How to complete this task: From the entries, copy each line that includes "shrub".

Referring expression data:
____________

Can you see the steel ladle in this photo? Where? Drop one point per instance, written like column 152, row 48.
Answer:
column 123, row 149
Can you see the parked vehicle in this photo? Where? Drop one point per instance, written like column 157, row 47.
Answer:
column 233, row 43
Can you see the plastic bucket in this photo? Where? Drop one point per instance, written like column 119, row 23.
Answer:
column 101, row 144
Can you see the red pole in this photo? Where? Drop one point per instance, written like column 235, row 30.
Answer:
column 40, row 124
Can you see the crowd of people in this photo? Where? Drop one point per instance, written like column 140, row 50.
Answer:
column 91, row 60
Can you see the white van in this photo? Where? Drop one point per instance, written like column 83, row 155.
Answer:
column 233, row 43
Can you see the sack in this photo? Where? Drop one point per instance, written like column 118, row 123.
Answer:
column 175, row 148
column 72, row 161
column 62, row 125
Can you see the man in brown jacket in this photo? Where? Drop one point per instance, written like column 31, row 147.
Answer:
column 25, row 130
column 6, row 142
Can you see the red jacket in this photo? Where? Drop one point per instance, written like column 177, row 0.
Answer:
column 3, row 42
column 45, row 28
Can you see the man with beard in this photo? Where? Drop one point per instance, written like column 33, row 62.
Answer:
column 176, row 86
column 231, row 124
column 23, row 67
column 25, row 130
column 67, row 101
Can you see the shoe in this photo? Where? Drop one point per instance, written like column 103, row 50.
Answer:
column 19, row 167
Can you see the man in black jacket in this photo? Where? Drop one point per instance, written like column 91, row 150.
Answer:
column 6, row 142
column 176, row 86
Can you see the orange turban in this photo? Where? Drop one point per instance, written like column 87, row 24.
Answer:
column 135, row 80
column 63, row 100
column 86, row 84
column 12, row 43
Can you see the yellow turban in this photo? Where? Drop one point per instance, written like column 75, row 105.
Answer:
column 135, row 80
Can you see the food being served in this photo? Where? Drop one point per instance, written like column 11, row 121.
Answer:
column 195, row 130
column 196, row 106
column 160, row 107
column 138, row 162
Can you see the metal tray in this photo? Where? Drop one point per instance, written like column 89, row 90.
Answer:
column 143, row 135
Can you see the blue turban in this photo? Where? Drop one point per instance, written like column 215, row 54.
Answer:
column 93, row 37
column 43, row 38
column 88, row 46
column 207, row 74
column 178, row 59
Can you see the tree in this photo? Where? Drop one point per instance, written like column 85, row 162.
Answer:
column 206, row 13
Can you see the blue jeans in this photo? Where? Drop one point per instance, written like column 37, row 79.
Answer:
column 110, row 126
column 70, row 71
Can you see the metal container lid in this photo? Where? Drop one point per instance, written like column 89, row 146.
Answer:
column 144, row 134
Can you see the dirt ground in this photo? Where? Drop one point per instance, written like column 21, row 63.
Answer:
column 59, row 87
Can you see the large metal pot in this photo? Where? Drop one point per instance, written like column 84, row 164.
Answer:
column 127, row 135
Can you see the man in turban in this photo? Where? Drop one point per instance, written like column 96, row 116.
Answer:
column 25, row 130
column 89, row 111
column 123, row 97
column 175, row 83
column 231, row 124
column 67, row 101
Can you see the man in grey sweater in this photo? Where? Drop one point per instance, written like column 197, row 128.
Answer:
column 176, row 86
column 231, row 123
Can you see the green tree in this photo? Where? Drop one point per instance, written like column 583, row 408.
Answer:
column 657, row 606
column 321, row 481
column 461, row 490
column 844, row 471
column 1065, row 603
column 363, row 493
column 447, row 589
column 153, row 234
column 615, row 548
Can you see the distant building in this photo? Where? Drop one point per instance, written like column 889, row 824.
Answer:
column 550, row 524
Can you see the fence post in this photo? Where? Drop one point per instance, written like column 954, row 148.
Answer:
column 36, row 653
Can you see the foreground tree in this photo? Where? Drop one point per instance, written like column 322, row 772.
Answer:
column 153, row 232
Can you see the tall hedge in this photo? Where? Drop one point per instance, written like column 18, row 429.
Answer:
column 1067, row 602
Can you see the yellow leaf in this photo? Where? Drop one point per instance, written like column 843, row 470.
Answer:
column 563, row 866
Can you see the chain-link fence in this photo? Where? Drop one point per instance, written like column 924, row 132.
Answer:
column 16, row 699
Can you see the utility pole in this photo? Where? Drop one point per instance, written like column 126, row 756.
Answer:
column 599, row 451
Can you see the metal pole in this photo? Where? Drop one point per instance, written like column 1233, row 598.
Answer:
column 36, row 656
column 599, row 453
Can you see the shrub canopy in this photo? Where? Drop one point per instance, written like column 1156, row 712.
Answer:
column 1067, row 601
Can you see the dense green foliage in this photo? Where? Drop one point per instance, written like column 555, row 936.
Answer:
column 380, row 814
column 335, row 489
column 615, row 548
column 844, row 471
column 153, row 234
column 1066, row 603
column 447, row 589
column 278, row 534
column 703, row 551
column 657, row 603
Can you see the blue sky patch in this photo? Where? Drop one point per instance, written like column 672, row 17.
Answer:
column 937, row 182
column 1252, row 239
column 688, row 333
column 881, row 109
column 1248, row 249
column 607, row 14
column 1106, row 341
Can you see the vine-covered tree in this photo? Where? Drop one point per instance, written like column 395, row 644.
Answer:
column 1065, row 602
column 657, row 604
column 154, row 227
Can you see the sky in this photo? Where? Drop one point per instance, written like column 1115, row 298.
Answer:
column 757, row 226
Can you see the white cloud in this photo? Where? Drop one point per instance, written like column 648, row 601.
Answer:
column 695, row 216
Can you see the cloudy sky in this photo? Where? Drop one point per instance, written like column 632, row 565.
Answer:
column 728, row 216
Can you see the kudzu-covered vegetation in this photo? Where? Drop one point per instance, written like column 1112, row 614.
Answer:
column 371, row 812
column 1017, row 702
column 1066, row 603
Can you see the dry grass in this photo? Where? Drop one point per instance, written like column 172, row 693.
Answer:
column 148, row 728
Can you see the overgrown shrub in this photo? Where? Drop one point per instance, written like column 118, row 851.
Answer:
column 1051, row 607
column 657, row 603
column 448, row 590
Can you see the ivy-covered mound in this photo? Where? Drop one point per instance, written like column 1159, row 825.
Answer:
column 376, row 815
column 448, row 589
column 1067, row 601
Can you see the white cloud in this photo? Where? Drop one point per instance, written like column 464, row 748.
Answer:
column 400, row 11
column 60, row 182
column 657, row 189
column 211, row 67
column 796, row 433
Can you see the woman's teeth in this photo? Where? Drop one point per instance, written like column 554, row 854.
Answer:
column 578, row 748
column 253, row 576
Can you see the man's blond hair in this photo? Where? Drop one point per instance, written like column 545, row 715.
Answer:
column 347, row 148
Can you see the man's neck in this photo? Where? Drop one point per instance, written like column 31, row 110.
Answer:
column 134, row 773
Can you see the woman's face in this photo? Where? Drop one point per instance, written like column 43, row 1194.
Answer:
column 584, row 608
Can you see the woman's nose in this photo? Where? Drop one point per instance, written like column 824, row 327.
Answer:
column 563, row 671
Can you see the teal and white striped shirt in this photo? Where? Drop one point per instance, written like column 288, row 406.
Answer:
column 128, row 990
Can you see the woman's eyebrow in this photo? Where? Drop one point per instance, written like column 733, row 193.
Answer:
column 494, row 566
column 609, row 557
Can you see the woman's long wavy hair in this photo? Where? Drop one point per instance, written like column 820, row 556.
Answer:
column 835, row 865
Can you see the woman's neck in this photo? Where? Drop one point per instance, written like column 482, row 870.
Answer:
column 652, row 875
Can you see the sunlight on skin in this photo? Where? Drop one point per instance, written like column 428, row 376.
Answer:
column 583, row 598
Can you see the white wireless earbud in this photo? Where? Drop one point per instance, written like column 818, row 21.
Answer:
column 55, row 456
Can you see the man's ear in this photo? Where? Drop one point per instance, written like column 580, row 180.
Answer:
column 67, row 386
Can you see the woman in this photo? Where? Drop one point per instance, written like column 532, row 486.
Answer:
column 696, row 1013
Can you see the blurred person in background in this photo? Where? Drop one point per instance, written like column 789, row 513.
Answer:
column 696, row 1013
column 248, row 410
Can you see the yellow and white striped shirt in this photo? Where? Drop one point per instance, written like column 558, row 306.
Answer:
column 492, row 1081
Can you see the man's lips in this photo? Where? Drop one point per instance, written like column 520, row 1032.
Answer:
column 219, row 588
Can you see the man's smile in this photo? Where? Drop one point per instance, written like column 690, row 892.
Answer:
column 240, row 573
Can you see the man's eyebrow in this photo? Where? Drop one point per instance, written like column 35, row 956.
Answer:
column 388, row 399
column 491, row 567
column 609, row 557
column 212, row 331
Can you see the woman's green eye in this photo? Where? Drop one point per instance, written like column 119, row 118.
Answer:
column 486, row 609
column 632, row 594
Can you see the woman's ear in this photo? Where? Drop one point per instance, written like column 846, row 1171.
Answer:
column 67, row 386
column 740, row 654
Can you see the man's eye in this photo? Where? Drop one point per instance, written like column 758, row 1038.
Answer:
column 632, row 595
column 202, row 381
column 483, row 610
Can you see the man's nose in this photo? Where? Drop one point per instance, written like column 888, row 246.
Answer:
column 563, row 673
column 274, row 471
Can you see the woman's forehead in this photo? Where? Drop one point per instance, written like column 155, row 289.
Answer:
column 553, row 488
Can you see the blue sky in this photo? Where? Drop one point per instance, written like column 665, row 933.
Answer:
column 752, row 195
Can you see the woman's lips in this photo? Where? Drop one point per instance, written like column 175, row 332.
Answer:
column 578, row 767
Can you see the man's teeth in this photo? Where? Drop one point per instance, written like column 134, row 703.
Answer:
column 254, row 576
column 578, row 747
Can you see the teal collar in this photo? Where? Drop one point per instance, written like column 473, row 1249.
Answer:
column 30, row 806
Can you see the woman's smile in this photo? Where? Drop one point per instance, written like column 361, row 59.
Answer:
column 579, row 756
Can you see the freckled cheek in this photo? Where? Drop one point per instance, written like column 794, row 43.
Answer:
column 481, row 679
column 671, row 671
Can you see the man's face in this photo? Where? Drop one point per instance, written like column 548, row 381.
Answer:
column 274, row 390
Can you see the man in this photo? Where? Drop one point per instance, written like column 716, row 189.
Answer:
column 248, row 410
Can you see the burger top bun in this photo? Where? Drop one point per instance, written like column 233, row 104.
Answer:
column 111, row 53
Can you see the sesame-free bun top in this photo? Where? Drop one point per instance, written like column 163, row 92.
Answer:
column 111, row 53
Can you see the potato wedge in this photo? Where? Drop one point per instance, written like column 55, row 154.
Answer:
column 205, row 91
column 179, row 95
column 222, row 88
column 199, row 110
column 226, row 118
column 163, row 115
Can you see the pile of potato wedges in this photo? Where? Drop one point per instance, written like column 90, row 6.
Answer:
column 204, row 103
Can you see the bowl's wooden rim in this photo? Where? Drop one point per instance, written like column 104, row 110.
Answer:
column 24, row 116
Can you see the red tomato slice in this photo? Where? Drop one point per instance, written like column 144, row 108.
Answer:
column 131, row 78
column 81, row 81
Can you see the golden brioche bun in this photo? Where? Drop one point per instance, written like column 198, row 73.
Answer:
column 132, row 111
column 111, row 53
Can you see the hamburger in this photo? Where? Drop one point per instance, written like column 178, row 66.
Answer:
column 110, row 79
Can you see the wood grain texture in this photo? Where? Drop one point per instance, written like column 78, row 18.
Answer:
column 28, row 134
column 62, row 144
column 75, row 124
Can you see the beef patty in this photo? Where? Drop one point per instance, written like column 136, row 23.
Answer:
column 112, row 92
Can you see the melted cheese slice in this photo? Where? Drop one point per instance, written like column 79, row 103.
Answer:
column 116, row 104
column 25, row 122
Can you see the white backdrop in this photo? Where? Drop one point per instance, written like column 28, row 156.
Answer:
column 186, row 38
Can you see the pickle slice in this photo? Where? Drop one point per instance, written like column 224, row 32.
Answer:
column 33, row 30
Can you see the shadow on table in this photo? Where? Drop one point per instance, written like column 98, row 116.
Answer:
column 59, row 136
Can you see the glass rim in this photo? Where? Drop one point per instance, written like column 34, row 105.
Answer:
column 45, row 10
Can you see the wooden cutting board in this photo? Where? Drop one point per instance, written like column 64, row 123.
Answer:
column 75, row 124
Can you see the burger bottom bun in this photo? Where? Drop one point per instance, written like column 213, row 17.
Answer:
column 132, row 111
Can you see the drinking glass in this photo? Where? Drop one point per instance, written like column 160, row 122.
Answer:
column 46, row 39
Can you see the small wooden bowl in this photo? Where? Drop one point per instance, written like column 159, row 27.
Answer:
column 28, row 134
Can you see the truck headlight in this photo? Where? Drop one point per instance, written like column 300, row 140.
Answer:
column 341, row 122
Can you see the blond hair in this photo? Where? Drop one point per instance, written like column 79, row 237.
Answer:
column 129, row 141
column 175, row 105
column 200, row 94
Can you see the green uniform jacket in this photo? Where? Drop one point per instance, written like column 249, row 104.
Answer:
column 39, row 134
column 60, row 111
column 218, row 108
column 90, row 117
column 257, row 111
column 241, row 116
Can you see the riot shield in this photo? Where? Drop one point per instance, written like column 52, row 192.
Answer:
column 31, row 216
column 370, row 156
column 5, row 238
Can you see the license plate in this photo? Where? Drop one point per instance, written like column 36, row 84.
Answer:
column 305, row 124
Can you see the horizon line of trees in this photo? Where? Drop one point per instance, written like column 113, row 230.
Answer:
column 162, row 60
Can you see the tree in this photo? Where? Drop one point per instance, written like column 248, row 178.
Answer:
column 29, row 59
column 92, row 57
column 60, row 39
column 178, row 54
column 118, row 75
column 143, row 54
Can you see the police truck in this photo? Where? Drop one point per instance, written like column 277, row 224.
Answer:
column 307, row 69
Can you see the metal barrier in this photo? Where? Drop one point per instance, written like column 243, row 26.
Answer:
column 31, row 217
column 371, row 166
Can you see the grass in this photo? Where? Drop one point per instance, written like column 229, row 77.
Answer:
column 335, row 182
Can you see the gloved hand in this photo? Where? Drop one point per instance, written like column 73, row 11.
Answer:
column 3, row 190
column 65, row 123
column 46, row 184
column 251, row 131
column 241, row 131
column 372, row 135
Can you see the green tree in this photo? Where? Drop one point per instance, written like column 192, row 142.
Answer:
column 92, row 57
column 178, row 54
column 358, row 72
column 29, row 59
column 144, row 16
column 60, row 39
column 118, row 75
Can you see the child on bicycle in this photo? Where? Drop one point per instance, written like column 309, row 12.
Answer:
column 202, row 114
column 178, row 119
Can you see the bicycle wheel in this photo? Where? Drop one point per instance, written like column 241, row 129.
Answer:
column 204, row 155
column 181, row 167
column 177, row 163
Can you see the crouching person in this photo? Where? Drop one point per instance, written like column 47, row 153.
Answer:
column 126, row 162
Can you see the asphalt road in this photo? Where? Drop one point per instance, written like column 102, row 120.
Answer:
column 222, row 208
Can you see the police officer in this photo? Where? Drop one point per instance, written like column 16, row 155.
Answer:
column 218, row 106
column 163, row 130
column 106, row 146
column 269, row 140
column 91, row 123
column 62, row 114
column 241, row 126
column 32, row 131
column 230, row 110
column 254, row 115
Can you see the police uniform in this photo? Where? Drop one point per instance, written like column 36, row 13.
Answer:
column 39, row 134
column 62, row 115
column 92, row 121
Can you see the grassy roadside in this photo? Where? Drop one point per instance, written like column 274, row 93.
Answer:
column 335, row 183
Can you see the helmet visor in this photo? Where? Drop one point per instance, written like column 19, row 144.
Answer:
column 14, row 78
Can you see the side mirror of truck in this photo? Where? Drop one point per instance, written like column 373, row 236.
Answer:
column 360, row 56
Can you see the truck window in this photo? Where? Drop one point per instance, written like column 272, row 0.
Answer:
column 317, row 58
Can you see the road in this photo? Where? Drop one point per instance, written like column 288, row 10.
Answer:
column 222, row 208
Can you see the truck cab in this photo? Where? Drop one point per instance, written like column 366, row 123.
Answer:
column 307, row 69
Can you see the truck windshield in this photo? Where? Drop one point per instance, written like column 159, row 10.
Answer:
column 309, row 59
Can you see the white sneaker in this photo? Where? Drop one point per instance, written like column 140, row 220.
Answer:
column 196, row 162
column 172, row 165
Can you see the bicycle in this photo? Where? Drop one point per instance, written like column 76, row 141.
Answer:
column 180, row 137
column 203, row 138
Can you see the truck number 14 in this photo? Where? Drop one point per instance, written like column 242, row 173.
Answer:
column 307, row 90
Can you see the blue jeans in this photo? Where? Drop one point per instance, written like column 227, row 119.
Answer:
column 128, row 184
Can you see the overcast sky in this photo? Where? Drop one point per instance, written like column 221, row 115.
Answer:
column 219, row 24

____________

Response below:
Can you see the shrub canopy in this photo? Where? Drop one point per instance, written like column 1156, row 712.
Can you see the overgrown shrub in this photo? Where? Drop one point per instance, written like column 118, row 851.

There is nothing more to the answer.